• Short exercise: Repeat the records below exactly.

• Data section:
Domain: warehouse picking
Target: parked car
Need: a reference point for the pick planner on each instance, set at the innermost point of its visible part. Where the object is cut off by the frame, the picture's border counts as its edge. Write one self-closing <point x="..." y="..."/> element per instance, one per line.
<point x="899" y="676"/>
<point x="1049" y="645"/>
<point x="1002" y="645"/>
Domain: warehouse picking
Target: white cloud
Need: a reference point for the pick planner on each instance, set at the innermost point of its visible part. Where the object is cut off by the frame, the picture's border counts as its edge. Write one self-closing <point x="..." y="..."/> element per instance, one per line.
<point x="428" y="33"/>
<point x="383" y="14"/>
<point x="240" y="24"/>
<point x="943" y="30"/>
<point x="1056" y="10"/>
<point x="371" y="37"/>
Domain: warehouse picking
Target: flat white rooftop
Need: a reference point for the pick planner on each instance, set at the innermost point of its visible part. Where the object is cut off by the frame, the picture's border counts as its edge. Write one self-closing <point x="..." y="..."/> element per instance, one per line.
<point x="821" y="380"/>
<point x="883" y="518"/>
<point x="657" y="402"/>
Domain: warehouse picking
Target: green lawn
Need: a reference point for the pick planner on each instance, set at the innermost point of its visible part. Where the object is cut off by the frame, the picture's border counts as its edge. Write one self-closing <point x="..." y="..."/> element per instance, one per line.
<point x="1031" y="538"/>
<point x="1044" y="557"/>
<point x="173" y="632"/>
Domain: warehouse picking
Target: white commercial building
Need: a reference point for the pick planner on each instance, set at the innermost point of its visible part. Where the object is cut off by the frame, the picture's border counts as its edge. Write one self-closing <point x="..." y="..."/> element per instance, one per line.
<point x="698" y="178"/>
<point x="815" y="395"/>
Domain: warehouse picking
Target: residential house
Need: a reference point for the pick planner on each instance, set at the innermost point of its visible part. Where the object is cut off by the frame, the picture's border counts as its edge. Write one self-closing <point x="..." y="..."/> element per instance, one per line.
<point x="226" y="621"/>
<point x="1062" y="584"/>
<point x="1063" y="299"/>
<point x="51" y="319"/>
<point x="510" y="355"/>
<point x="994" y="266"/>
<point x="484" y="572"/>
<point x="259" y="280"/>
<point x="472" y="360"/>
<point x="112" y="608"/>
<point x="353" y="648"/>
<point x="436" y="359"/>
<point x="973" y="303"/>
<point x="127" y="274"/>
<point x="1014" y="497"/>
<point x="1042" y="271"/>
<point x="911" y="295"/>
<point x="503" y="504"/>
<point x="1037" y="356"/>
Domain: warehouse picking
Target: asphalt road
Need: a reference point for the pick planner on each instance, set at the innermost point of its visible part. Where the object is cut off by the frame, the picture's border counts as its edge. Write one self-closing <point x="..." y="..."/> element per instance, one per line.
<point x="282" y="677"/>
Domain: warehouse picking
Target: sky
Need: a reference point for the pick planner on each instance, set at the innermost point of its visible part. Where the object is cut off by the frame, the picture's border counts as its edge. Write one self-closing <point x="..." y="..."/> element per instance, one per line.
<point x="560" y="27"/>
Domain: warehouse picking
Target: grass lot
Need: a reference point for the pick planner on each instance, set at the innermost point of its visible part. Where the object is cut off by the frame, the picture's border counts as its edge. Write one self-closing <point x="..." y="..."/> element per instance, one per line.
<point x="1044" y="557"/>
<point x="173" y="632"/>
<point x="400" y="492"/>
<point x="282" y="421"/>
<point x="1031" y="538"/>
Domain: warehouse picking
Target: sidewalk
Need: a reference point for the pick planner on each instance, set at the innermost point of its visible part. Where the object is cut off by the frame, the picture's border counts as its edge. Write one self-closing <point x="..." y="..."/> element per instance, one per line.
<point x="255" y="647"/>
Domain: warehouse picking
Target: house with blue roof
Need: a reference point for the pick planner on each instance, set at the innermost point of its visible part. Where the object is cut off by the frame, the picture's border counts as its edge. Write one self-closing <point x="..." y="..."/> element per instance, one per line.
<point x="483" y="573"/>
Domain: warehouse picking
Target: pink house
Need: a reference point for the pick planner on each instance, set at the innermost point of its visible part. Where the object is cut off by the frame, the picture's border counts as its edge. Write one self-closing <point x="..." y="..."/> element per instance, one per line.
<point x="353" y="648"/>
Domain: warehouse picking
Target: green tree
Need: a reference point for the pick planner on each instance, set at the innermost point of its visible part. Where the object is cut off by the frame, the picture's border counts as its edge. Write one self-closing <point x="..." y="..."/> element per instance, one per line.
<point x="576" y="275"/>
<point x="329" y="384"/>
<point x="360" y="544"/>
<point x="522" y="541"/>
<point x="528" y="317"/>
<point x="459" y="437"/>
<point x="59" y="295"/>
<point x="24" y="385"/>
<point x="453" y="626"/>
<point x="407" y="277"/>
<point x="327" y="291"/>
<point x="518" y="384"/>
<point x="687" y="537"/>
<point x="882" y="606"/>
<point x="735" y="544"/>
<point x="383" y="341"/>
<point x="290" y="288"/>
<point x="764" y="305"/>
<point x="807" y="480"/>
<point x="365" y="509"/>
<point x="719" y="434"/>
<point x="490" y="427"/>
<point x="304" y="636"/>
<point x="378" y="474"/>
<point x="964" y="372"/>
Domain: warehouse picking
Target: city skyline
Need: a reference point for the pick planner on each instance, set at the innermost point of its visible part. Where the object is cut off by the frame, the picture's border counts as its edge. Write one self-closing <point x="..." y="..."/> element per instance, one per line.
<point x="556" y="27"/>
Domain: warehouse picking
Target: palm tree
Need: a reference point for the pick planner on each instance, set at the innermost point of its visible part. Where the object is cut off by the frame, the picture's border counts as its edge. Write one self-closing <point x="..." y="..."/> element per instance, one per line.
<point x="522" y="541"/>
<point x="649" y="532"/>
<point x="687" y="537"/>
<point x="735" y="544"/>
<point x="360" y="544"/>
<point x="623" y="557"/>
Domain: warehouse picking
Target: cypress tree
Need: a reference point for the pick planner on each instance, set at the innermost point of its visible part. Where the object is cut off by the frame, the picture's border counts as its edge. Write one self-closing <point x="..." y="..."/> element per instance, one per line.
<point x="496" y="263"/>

• Task result:
Domain: warehouse picking
Target: parked car
Need: a reference point for the pick planner on each instance, set at the innermost point of its visible part. Where the object is cut off by the frame, the picture's border counts as its edge. Write one self-closing <point x="..." y="..."/> element per instance, one per line.
<point x="899" y="676"/>
<point x="1049" y="645"/>
<point x="1002" y="645"/>
Domain: warehouse picking
Target: white cloud
Need: a reference point for the pick planner on each instance, set at the innermost point of its visible part. Where the object is cut off by the frame, the picture's border counts as its edge. Write one self-closing <point x="..." y="..."/> element per instance, one per line.
<point x="428" y="33"/>
<point x="383" y="14"/>
<point x="240" y="24"/>
<point x="943" y="30"/>
<point x="1056" y="10"/>
<point x="371" y="37"/>
Domain: warehouse picking
Target: flat white rooftop
Need: a reference point for the pick planner on each instance, set at the innermost point of its visible part. Where the object is cut off by the frame, the picture's border counts as its edge. Write one self-closing <point x="..." y="..."/> element per instance, one per line.
<point x="821" y="380"/>
<point x="883" y="518"/>
<point x="657" y="402"/>
Domain: warehouse picking
Target: green lawn
Need: a reference point for the pick planner on each instance, set at the innermost point of its visible part. Where the object is cut off by the frame, the picture's border counts as its edge. Write one self-closing <point x="..." y="..."/> element per instance, one per line.
<point x="1031" y="538"/>
<point x="1044" y="557"/>
<point x="173" y="632"/>
Domain: warehouse picking
Target: white commercial building
Need: a reference point for the pick planner on each instance, set at the innermost point of its visible part. Where the object is cut off by the frame, the picture's border counts as its edge. Write one self-closing <point x="..." y="..."/> element per instance, one per line.
<point x="698" y="178"/>
<point x="815" y="395"/>
Domain: warehouse picking
Target: residential house
Need: a reference point for the pick planner on each instance, set at the innermost point of its visible part. Where the object is cut off by the frame, the picture's border counts as its edge. Write one self-closing <point x="..." y="..."/> element per instance, one per line.
<point x="226" y="621"/>
<point x="1062" y="584"/>
<point x="1063" y="299"/>
<point x="51" y="319"/>
<point x="510" y="355"/>
<point x="994" y="266"/>
<point x="484" y="572"/>
<point x="259" y="280"/>
<point x="472" y="360"/>
<point x="112" y="608"/>
<point x="353" y="648"/>
<point x="436" y="359"/>
<point x="973" y="303"/>
<point x="127" y="274"/>
<point x="1014" y="497"/>
<point x="1042" y="271"/>
<point x="911" y="295"/>
<point x="503" y="504"/>
<point x="1037" y="356"/>
Domain: warehouse picking
Target: asphalt road
Need: a reference point for the pick planner on each instance, set at the innermost point of its visible part. Where the object is cut off by the frame, the picture's border counts as its edge. Write one self-closing <point x="..." y="..."/> element per instance, one per line.
<point x="282" y="677"/>
Domain: warehouse picking
Target: sky
Need: a reference point for the pick planner on each instance, set at the innermost point of its visible part. Where the object is cut off by the frame, the picture's border counts as its edge. Write one self-closing <point x="..." y="..."/> element per instance, one per line.
<point x="560" y="27"/>
Domain: warehouse picking
Target: grass lot
Need: a reference point for the pick planner on each instance, set at the innermost point of its visible part. Where the object is cut off by the frame, the picture's border counts as its edge. Write one self-closing <point x="..." y="..."/> element per instance, one per line.
<point x="1044" y="557"/>
<point x="173" y="632"/>
<point x="400" y="492"/>
<point x="282" y="421"/>
<point x="1031" y="538"/>
Domain: warehouse picking
Target: sidewalk
Need: a reference point for the pick planner on each instance, set at the innermost point of its visible part. Where the object is cut off by the frame, the picture's border counts as its edge. Write one self-closing <point x="..." y="..."/> element per instance, one per line.
<point x="255" y="647"/>
Domain: warehouse picking
Target: house with blue roof
Need: a reference point for the pick planner on each instance, set at the innermost point of its visible part. Where the object is cut off by the frame, the picture's border counts as its edge. Write one self-closing <point x="..." y="..."/> element per instance, one per line.
<point x="483" y="573"/>
Domain: warehouse picking
Target: pink house
Need: a reference point for the pick planner on each instance, set at the innermost point of its visible part. Where the object is cut off by the frame, the picture's border counts as its edge. Write one self-closing <point x="..." y="..."/> element per instance, one per line.
<point x="353" y="648"/>
Domain: warehouse picking
Target: green tree
Need: a reference point for the pick planner on each instance, set at the innermost point of its visible part. Where the object is cut off by the frame, the picture's border counts as its edge. Write one self-closing <point x="..." y="..."/> element per instance, one per line.
<point x="576" y="275"/>
<point x="329" y="384"/>
<point x="360" y="544"/>
<point x="522" y="541"/>
<point x="528" y="317"/>
<point x="459" y="437"/>
<point x="59" y="295"/>
<point x="24" y="385"/>
<point x="453" y="626"/>
<point x="407" y="277"/>
<point x="327" y="291"/>
<point x="518" y="384"/>
<point x="687" y="537"/>
<point x="882" y="606"/>
<point x="735" y="544"/>
<point x="383" y="341"/>
<point x="290" y="288"/>
<point x="764" y="305"/>
<point x="807" y="480"/>
<point x="365" y="509"/>
<point x="719" y="434"/>
<point x="490" y="427"/>
<point x="304" y="636"/>
<point x="378" y="474"/>
<point x="964" y="372"/>
Domain: warehouse picking
Target: city skyline
Need: a reference point for the pick planner on each instance, set at the innermost point of its visible part. Where the object is cut off by the frame, the picture's border counts as its edge. Write one self-closing <point x="..." y="..."/> element per instance, one per line.
<point x="556" y="27"/>
Domain: warehouse picking
Target: palm tree
Need: a reference point for the pick planner on each instance, set at the innermost point of its visible part. Where the object is cut off by the frame, the picture's border counts as its edge. Write one self-closing <point x="..." y="..."/> element per instance, one per line.
<point x="522" y="541"/>
<point x="649" y="532"/>
<point x="687" y="537"/>
<point x="735" y="544"/>
<point x="360" y="544"/>
<point x="623" y="557"/>
Domain: warehouse picking
Target: cypress tree
Need: a reference point for the pick planner on each instance, set at the innermost point of its visible part. Where the object is cut off by the frame, the picture's border counts as its edge. Write one self-closing <point x="..." y="..."/> element per instance, one per line.
<point x="496" y="263"/>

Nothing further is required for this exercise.